Document excerpt:
....

LD r,(IX+d)   ; r is any of 7 registers, d is -128 to +127 offset
LD g,(IX+d)   ; same but alternate destination
LD (IX+d),r   ; r is any of 7 registers or an immediate data byte
LD (IY+d),r   ; IX or IY can have offset d
The following are 16-bit indexed loads and stores. None of these instructions exists on the Z180 or Z80. The only source for a store is HL. The only destination for a load is HL or HL'.
LD HL,(SP+d)   ; d is an offset from 0 to 255. 
               ; 16-bits are fetched to HL or HL'
LD (SP+d),HL   ; corresponding store
LD HL,(HL+d)   ; d is an offset from -128 to +127, 
               ; uses original HL value for addressing
               ; l=(HL+d), h=(HL+d+1)
LD HL',(HL+d)
LD (HL+d),HL
LD (IX+d),HL   ; store HL at address pointed to 
               ; by IX plus -128 to +127 offset
LD HL,(IX+d)
LD HL',(IX+d)
LD (IY+d),HL   ; store HL at address pointed to 
               ; by IY plus -128 to +127 offset
LD HL,(IY+d)
LD HL',(IY+d)
3.3.4 Register to Register Move

Any of the 8-bit registers, A, B, C, D, E, H, and L, can be moved to any other 8-bit register, for example:
LD A,c
LD d,b
LD e,l
The alternate 8-bit registers can be a destination, for example:
LD a',c
LD d',b
These instructions are unique to the Rabbit and require 2 bytes and four clocks because of the required prefix byte. Instructions such as LD A,d' or LD d',e' are not allowed.

Several 16-bit register-to-register move instructions are available. Except as noted, these instructions all require 2 bytes and four clocks. The instructions are listed below.
LD dd',BC   ; where dd' is any of HL', DE', BC' (2 bytes, 4 clocks)
LD dd',DE
LD IX,HL
LD IY,HL
LD HL,IY
LD HL,IX
LD SP,HL    ; 1-byte, 2 clocks
LD SP,IX
LD SP,IY
Other 16-bit register moves can be constructed by using 2-byte moves.

3.3.5 Register Exchanges

Exchange instructions are very powerful because two (or more) moves are accomplished with one instruction. The following register exchange instructions are implemented.
EX af,af'    ; exchange af with af'
EXX          ; exchange HL, DE, BC with HL', DE', BC'
EX DE,HL     ; exchange DE and HL
The following instructions are unique to the Rabbit.
EX DE',HL    ; 1 byte, 2 clocks
EX DE, HL'   ; 2 bytes, 4 clocks
EX DE', HL'  ; 2 bytes, 4 clocks
The following special instructions (Rabbit and Z180/Z80) exchange the 16-bit word on the top of the stack with the HL, the IX, or the IY register. These three instructions are each 2 bytes and 15 clocks.

....

Tasks for this exercise:
**A.** Answer these about the Rabbit instruction excerpt, one line each, marked like the questions:
(i) What range of values can the offset d take in LD HL,(SP+d)?
(ii) How many bytes and clocks do instructions such as LD a',c require?
(iii) How many bytes and clocks does EX DE',HL take?
**B.** Write out the Rabbit instruction excerpt word for word, from "Exchange instructions are very" up to and including "to the Rabbit.".

....

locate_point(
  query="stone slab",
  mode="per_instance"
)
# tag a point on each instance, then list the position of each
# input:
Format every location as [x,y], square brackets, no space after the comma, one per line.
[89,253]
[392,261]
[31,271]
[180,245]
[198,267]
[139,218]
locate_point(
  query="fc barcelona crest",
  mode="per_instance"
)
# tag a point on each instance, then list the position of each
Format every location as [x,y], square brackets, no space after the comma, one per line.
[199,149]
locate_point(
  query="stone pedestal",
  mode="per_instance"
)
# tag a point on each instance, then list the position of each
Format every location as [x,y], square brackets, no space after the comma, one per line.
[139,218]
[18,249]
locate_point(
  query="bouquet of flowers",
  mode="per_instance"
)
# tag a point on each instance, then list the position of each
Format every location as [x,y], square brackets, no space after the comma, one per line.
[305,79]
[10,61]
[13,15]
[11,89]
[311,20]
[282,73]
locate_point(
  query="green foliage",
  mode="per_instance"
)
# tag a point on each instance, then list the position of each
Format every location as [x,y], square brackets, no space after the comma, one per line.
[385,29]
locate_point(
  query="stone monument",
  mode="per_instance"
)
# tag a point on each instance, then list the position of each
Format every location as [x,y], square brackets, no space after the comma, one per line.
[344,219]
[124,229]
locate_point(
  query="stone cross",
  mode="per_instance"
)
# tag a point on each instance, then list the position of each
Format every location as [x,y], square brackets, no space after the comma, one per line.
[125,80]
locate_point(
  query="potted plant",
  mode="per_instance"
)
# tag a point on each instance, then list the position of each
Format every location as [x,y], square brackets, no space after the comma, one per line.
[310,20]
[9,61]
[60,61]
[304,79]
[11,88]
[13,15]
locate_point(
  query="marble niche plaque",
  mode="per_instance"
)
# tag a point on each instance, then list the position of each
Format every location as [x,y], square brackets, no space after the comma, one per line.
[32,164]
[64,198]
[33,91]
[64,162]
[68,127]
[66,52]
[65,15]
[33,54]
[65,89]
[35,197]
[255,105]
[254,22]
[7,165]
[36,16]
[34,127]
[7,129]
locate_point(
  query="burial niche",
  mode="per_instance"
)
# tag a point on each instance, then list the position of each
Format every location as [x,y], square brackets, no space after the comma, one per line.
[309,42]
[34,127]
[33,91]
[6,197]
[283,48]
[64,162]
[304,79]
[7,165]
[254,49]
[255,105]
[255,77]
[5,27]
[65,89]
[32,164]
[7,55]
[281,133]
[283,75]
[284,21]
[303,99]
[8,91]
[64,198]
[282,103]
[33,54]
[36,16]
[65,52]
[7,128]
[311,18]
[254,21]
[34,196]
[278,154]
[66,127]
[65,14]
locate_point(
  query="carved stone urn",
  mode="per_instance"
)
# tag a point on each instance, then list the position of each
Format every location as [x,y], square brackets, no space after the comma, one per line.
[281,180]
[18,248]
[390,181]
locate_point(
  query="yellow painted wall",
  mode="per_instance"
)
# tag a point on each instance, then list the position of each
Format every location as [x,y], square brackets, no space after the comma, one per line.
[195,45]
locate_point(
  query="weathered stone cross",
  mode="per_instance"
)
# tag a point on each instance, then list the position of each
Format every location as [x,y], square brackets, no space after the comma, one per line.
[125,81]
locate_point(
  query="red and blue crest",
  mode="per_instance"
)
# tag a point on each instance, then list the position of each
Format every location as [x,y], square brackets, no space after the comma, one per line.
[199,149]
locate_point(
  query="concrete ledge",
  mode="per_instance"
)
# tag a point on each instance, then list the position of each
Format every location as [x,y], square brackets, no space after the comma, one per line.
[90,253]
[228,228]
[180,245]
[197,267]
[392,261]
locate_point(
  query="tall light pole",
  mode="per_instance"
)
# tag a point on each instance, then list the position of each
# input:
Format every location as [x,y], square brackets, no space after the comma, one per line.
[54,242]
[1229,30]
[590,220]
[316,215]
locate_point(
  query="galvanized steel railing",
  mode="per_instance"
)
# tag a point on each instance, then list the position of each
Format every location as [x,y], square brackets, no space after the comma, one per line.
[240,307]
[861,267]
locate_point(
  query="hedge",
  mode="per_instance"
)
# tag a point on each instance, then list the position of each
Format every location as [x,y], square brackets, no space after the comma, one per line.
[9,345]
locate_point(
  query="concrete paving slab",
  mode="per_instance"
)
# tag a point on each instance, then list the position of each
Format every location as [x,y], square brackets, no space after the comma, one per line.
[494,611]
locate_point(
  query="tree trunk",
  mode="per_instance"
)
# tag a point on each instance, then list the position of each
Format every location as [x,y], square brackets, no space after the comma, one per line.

....

Task-by-task outputs:
**A.**
(i) 0 to 255
(ii) 2 bytes and four clocks
(iii) 1 byte, 2 clocks

**B.**
Exchange instructions are very powerful because two (or more) moves are accomplished with one instruction. The following register exchange instructions are implemented.
EX af,af'    ; exchange af with af'
EXX          ; exchange HL, DE, BC with HL', DE', BC'
EX DE,HL     ; exchange DE and HL
The following instructions are unique to the Rabbit.